■ Problem statement
Run through the data and copy out every line that mentions the word "stone".

■ Available records
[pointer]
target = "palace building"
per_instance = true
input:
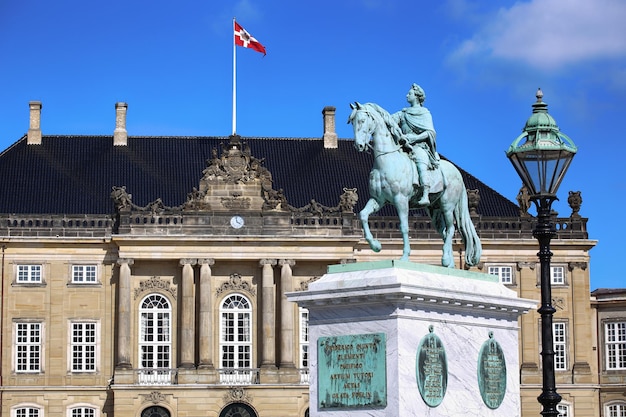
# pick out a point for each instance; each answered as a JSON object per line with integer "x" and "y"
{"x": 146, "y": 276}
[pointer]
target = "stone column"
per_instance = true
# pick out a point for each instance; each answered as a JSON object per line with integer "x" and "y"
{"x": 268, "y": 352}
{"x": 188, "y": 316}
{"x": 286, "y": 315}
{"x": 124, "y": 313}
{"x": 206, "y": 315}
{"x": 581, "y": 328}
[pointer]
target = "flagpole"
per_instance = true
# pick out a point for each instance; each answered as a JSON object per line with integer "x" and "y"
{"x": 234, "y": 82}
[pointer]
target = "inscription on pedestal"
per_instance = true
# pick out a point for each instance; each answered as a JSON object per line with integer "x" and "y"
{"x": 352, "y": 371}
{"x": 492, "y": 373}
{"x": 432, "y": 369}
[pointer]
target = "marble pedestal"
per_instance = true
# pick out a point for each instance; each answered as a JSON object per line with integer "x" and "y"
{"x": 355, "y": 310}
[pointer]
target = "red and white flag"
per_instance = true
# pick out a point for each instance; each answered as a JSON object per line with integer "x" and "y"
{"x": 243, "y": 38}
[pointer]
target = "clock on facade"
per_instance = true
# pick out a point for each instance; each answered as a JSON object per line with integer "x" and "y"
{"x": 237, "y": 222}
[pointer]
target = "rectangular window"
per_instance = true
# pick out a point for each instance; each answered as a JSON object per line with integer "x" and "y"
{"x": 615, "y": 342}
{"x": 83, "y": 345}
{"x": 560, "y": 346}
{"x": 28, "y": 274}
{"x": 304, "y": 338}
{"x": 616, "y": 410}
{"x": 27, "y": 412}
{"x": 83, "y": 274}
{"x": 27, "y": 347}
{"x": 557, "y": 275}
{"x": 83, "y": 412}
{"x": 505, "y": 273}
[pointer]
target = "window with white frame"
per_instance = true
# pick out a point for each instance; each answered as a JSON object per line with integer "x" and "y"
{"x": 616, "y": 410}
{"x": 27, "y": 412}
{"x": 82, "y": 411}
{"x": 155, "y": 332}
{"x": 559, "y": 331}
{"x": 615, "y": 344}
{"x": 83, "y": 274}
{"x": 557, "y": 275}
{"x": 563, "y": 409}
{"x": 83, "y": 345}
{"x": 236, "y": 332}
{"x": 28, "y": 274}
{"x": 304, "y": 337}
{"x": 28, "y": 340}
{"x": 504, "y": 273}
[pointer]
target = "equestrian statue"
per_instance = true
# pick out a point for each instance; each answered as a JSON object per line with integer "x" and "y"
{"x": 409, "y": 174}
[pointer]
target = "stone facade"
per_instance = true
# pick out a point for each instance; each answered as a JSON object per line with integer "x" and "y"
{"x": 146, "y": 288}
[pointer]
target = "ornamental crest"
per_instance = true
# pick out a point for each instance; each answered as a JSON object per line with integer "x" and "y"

* * *

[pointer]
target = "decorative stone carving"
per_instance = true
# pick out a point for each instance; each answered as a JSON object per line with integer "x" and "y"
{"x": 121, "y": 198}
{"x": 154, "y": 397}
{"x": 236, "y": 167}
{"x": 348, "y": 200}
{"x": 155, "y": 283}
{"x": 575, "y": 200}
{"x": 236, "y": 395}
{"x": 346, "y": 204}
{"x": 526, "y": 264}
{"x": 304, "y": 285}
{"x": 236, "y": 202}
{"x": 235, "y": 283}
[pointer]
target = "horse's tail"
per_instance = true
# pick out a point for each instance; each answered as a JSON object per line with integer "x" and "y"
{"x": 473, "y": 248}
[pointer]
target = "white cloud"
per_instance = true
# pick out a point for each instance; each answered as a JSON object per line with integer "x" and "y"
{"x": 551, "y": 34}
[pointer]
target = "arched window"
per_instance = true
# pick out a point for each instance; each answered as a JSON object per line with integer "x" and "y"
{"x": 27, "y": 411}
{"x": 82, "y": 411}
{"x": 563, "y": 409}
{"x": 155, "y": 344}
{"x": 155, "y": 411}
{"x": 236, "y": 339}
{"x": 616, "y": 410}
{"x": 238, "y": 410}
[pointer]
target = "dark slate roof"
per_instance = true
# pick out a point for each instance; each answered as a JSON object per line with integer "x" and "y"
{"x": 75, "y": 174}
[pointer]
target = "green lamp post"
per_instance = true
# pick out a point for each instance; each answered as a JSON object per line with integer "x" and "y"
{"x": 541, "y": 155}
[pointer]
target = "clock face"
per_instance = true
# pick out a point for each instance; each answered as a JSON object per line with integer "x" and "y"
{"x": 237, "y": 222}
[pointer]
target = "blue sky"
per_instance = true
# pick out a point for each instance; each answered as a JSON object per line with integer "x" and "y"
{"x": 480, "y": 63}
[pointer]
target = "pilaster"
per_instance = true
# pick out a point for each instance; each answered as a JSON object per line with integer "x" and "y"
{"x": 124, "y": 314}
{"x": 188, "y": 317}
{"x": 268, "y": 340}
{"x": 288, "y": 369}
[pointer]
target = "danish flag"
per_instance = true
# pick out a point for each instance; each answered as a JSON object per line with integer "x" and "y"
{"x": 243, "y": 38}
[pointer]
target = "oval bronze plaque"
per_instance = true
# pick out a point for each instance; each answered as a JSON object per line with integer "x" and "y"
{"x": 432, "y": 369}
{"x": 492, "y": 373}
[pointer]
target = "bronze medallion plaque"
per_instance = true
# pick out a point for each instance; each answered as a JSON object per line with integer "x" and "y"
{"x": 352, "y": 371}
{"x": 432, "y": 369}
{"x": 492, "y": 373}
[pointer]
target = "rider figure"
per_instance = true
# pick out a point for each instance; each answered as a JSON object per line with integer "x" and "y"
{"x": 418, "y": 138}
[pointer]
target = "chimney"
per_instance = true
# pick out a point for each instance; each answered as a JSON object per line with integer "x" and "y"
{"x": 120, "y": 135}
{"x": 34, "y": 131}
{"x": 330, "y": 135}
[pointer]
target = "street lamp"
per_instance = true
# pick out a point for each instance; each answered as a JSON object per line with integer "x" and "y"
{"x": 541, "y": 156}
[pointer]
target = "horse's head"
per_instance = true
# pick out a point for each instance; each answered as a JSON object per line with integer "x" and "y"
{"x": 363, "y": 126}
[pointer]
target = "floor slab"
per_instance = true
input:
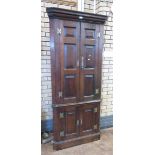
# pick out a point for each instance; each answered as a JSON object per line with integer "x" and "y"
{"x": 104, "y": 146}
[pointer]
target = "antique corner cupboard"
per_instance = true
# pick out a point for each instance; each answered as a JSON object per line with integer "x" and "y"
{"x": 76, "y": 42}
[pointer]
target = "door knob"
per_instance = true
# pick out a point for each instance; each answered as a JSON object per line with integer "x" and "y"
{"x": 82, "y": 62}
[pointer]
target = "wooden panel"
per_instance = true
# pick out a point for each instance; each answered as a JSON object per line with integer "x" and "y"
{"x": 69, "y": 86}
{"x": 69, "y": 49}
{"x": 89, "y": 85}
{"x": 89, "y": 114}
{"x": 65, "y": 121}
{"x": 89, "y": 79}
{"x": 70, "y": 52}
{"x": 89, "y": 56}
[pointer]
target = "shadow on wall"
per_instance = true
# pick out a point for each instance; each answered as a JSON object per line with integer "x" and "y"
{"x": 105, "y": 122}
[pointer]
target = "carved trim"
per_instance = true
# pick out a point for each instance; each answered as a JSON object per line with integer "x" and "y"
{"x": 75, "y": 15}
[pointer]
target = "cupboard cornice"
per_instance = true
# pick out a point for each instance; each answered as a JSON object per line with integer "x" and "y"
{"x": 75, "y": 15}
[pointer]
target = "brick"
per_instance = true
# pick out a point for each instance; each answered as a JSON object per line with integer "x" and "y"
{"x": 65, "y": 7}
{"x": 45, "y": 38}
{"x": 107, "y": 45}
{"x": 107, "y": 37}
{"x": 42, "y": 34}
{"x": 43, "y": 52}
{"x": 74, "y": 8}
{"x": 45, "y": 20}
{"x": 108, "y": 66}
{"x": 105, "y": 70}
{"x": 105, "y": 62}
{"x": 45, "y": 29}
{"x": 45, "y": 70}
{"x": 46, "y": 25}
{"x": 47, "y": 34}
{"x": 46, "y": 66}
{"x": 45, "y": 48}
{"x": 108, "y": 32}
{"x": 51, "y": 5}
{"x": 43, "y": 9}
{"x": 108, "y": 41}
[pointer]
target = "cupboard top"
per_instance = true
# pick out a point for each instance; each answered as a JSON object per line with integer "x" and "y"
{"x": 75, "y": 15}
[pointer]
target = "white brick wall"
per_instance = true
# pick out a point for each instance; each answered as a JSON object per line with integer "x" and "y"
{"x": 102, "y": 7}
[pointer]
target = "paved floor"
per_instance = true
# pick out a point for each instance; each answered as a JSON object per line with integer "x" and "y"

■ Task solution
target = "stone column"
target = "stone facade"
target = "decorative stone carving"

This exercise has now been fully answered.